(Detection entries)

[BEGIN]

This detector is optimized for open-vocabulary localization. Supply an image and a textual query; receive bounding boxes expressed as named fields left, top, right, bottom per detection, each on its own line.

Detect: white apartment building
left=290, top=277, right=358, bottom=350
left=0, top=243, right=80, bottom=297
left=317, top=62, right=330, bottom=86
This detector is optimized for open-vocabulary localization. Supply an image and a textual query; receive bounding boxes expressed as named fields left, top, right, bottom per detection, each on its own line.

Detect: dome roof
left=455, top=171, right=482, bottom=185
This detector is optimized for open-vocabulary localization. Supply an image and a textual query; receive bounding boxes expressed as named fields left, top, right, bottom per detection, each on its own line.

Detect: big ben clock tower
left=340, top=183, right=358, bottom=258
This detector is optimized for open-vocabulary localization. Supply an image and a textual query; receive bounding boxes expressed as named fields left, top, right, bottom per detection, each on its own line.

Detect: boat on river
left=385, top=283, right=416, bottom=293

[END]

* **Problem**:
Output every entry above again verbatim, reproducing each line, including the box coordinates, with no changes.

* **Right answer**:
This detector is optimized for open-vocabulary localization. Supply an image and a textual query; receive bounding boxes expressed as named fields left, top, right, bottom per detection, each on its own line.

Detect: white apartment building
left=290, top=277, right=358, bottom=350
left=0, top=243, right=80, bottom=297
left=317, top=62, right=330, bottom=86
This detector is optimized for open-vocabulary localization. Supply an image and a textual query; receive bounding boxes expressed as named fields left, top, right, bottom per detection, each on its own line.

Detect: dome roof
left=455, top=171, right=482, bottom=185
This detector is optimized for open-vocabulary localization. Supply an image and a textual query; receive bounding boxes expressed as named fields left, top, right, bottom per detection, each on its own line.

Detect: big ben clock tower
left=340, top=183, right=358, bottom=258
This detector is optimized for open-vocabulary localization. Supply an image and a textual query; receive bounding boxes expressed as named fields left, top, right, bottom per detection, each on its own line.

Detect: boat on river
left=385, top=283, right=416, bottom=293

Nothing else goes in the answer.